[TO BE DONE]: Below is some material; set it all down exactly, apart from the pictures.

[PROVIDED RECORDS]:
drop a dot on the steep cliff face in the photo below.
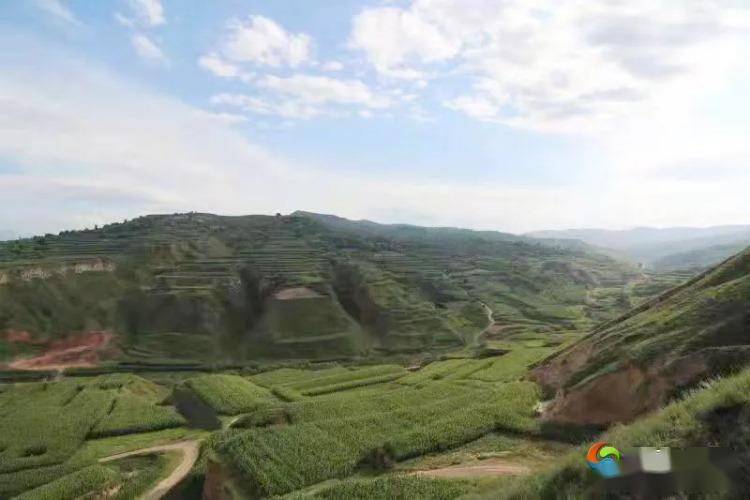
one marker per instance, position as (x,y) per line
(95,265)
(225,286)
(637,363)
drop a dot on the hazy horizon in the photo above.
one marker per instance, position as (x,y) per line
(512,116)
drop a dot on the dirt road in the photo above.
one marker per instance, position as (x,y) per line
(490,467)
(189,451)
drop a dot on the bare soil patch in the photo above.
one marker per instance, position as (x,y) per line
(77,351)
(296,293)
(489,467)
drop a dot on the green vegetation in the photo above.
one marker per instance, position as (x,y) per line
(331,436)
(396,486)
(715,414)
(47,431)
(228,394)
(349,379)
(132,414)
(690,332)
(80,483)
(141,473)
(205,288)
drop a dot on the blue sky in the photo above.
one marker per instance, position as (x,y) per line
(514,115)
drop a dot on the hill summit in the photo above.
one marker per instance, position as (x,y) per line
(205,287)
(637,362)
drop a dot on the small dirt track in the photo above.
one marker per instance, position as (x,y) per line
(189,451)
(491,467)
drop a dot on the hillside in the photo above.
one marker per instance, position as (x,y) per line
(664,249)
(298,286)
(637,362)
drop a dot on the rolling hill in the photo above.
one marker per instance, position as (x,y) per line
(640,360)
(203,287)
(666,248)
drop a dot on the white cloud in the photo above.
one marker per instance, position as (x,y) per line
(147,49)
(218,66)
(306,96)
(58,10)
(475,107)
(123,20)
(105,149)
(149,12)
(261,41)
(568,66)
(332,66)
(323,90)
(289,109)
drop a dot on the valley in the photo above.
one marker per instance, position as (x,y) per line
(309,356)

[RIGHT ANSWER]:
drop a dot on the steep cliff face in the photo below.
one marker per instance, position as (x,y) per line
(95,265)
(225,286)
(637,363)
drop a dot on the hazy horizon in the photo above.
one marker per instance, position as (x,y) per line
(512,116)
drop a dot on the dirt road in the photo above.
one marker per instance, position as (x,y) per line
(490,467)
(189,451)
drop a dot on the bare soil patch in the photo above.
one marker per instance, position as (x,y) per line
(77,351)
(296,293)
(489,467)
drop a dot on the green vegetation in the photo above.
one marker per instance, position as (x,y) per line
(331,436)
(396,486)
(715,414)
(47,431)
(228,394)
(349,379)
(132,414)
(690,332)
(80,483)
(141,473)
(205,288)
drop a dot on the blue sky in the photo above.
one marker per instance, position as (x,y) per line
(514,115)
drop a dot on the hill summit in the photo above.
one marker per instance, position as (x,y) per line
(205,287)
(637,362)
drop a dot on the small dirt track in the photo above.
one marker per instance, position as (x,y) per line
(189,451)
(491,467)
drop a dot on the hillside in the photo above.
one marker per instance, position as (x,y) per line
(664,249)
(298,286)
(637,362)
drop a dot on the rolling hill in the photo above.
one marker per instance, position as (x,y) per line
(640,360)
(203,287)
(666,248)
drop a dot on the white cloud in the photo above.
one marker per instance, position as (x,y) per line
(147,49)
(218,66)
(306,96)
(58,10)
(475,107)
(123,20)
(105,149)
(149,12)
(261,41)
(568,66)
(332,66)
(323,90)
(289,109)
drop a dot on the valley in the photo above.
one marker per instance, position as (x,y) per line
(309,356)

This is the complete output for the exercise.